**Exercise set:**
[a] Repeat the passage about habits and the unconscious brain, starting with "I really benefited" and going on through "with new information.", but swap "tissue" for "napkin".
[b] Carry the passage about habits and the unconscious brain beyond its final sentence.

**Page text:**
I really benefited from Eagleman's "Incognito" book about the parts of my brain that work in and for me but which I cannot knowingly and consciously access. I can't tell what part of me "thinks" or is doing!!! I have known this fact for years but Incognito emphasized it anew. The clearest it has ever hit me was when I whirled and tossed a wadded tissue to the spot where the trash can USED to be. The moment I did that, I knew that parts of me knew the old location and hadn't updated themselves with new information.
I know I usually just tell myself that I have a habit (whatever that is and wherever it is) but the moment I tossed the wad of paper, I remembered I had moved the trash can to a better location. I have begun taking another look at Duhigg's "The Power of Habit". The existence of habits shows me that my conscious and unconscious do communicate but not easily. I guess the communication is slow since merely telling myself to stop doing something doesn't wipe out the urge to perform that way I habitually do.

**Material supplied:**
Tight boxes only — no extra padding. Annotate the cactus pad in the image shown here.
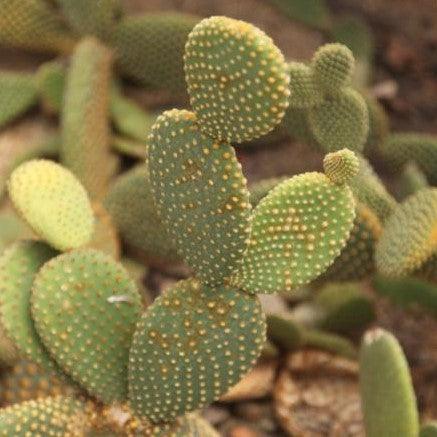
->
[8,160,94,250]
[105,166,179,264]
[323,149,360,185]
[149,109,251,284]
[0,71,36,128]
[0,241,57,372]
[0,396,88,437]
[312,43,355,93]
[237,173,355,293]
[184,17,290,143]
[111,13,200,92]
[32,249,141,403]
[129,279,265,422]
[376,188,437,276]
[309,88,369,152]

**Replies:**
[a]
I really benefited from Eagleman's "Incognito" book about the parts of my brain that work in and for me but which I cannot knowingly and consciously access. I can't tell what part of me "thinks" or is doing!!! I have known this fact for years but Incognito emphasized it anew. The clearest it has ever hit me was when I whirled and tossed a wadded napkin to the spot where the trash can USED to be. The moment I did that, I knew that parts of me knew the old location and hadn't updated themselves with new information.

[b]
When I saw Brandt and Eagleman's "Runaway Species", I downloaded it and started reading it. From the title, I guessed that the Runaway book would be about how humans can ignore, over-ride or restructure their habits, their thoughts and even their bodies.
In the past couple of centuries, there has debate and some research on habits vs. instinct. John Locke and others thought it was clear that humans don't have instincts like nest building or mating song as in some birds. Incognito asserts that currently humans do have pre-wiring that affects them deeply but the effects may be so obvious that we tend to miss them. Locke used the idea of the human mind being born a blank slate that perception and experience write on. Eagleman uses the example of attraction. Normally, we are attracted to another human but not to a frog or a chair.
The existence of habits, and regular routines, and steady likes and dislikes certainly speaks to the subject of stability in human thought and action. Yet, Eagleman, with Anthony Brandt, in a more recent book "The Runaway Species", focuses on change in human thought. Since I seem to be a person with long-standing likes and dislikes, I am intrigued by the discussion of human desire for variety, for distaste for too much stability and repetition. I have a tendency to decide what color walls I most like and then paint them that color. Maybe it is my Neanderthal genes that fail to appreciate the value of a new color just for variety. Ever since I read in "Supreme Courtship", Christopher Buckley's novel, about the US president running for re-election with the campaign slogan "more of the same", I have been alerted to the possibility that others have needs for more change and variety than I knew or felt myself.